Stored items:
★ ★ ★ ★ ★ ★ ★
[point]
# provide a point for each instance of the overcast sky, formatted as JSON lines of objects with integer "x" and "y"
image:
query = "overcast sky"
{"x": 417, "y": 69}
★ ★ ★ ★ ★ ★ ★
> [Task brief]
When you answer, repeat every record exactly, omitting nothing.

> [Solution for this exercise]
[point]
# provide a point for each instance of the overcast sky, formatted as JSON lines of objects with integer "x" and "y"
image:
query = "overcast sky"
{"x": 417, "y": 69}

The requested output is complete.